● **Items from a dataset**:
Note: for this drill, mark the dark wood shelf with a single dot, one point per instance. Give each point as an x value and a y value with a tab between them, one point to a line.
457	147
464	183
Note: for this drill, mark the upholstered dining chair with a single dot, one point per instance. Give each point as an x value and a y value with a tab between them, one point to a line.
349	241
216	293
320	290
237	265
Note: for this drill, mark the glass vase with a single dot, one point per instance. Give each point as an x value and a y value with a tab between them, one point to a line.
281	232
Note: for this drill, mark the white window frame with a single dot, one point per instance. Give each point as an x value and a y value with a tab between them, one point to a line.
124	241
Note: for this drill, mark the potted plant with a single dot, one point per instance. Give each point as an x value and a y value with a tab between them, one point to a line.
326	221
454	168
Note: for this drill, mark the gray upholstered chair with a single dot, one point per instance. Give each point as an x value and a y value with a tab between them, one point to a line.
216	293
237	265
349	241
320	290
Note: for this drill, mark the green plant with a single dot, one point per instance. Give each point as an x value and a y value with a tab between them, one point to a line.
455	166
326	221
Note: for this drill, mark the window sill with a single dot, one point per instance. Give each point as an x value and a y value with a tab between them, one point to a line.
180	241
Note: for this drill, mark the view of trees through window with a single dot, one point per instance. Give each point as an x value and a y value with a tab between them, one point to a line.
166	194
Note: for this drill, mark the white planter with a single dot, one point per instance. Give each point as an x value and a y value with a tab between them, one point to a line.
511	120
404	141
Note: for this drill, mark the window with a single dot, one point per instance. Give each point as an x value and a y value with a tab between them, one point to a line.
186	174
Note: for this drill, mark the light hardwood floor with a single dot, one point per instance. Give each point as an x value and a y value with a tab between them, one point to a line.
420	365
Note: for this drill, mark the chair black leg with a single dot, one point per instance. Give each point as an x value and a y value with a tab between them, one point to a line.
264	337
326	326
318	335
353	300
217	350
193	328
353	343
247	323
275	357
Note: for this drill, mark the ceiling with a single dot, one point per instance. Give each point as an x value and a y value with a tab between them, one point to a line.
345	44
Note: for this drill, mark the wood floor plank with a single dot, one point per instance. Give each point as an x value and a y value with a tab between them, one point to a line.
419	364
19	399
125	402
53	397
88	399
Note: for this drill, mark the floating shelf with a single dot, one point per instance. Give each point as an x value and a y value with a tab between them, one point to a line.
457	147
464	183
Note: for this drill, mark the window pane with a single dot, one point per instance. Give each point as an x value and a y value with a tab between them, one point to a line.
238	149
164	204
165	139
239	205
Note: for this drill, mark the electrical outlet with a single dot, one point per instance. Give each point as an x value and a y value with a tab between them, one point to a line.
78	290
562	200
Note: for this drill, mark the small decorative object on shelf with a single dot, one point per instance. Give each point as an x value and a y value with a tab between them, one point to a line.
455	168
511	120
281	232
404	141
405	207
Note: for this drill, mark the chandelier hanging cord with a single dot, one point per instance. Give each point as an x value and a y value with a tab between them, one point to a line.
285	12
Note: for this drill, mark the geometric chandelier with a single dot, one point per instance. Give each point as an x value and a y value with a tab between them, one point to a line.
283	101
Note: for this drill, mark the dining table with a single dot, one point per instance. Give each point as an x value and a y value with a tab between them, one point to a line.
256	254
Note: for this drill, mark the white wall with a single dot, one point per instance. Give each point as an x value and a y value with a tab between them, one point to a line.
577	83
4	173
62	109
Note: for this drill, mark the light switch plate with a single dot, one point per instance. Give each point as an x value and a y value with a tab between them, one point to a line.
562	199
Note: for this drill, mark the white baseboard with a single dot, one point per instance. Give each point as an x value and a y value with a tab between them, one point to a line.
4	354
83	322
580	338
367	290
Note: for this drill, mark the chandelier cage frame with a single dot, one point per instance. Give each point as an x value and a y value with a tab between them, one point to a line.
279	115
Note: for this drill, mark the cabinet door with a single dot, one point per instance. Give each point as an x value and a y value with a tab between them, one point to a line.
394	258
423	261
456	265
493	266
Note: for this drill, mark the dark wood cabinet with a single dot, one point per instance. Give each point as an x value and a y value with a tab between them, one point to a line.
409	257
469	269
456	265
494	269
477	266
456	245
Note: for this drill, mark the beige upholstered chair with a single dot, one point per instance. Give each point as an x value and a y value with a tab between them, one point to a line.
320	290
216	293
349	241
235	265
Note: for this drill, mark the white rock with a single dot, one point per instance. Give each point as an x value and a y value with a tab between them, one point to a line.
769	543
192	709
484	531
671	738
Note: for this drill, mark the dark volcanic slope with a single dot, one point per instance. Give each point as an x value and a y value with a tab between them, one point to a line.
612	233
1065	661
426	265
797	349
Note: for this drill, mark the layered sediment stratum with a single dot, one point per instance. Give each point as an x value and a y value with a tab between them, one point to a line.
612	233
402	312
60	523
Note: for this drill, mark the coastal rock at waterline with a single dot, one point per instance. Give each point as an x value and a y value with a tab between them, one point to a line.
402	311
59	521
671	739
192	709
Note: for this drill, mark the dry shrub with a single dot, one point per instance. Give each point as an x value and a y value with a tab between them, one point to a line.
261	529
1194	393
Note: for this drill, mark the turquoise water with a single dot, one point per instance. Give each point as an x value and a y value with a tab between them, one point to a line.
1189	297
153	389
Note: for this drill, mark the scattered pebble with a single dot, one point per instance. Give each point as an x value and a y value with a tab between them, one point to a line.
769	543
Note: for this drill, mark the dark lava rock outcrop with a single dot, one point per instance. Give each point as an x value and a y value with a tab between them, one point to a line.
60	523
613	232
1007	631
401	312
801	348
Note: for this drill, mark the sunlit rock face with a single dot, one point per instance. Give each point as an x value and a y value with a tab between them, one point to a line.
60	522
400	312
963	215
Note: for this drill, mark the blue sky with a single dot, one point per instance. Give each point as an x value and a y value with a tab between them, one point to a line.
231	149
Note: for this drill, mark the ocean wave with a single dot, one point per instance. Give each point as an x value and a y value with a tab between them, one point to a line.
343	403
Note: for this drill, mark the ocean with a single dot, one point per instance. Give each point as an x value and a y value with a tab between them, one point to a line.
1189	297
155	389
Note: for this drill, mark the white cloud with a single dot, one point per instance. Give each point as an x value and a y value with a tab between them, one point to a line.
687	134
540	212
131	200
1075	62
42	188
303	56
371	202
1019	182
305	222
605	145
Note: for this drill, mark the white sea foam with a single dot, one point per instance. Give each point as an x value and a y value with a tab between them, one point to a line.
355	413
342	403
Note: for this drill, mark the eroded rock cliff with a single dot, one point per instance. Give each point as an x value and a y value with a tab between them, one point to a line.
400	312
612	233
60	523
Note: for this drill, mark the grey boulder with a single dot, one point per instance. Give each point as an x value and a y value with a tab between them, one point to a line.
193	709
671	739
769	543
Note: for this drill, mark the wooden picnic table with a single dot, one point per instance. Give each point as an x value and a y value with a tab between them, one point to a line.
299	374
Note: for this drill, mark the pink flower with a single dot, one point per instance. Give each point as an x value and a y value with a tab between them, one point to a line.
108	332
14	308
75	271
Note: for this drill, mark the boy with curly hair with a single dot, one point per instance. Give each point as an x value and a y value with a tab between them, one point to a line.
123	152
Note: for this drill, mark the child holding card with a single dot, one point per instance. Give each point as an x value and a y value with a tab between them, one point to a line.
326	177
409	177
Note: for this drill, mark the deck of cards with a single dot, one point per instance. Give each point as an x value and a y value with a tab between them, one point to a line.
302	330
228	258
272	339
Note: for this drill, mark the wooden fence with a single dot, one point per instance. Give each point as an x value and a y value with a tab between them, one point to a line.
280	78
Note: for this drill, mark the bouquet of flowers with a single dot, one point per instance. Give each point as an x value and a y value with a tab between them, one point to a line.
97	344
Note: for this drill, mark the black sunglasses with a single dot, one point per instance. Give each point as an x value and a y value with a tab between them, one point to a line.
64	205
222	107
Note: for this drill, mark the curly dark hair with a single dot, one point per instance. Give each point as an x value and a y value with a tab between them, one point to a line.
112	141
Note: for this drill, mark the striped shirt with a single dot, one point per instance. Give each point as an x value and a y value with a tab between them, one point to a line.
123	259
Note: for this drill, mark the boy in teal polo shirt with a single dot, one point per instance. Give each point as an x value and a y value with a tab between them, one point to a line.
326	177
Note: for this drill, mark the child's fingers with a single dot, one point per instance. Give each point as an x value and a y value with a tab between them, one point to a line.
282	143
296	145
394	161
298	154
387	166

● **EXERCISE INSTRUCTIONS**: Your output should be the lines from the one with "Note: for this drill, mark the black" through the last line of the entries above, copied exactly and nothing more.

● **SOLUTION BELOW**:
Note: for this drill, mark the black sunglasses with a single dot, one point per instance. Give each point as an x value and a y value with a tab between them, one point to a line.
64	205
222	107
Note: for this drill, mark the curly dark hair with a single dot, one point per instance. Give each point as an x value and a y value with a tab between them, one point to a line.
112	141
Note: for this drill, mark the striped shirt with a single dot, one point per instance. Give each point as an x value and a y value with a tab between them, one point to a line.
123	259
Note: for this drill, mark the boy in teal polo shirt with a single dot, one point per instance. Give each point as an x value and a y value with a tab between them, one point to a line.
326	177
Note: for this drill, mark the child's fingers with a single dot, one point per instance. Give each point as an x value and a y value with a tab between them, one point to a line.
282	143
296	145
394	161
298	154
387	166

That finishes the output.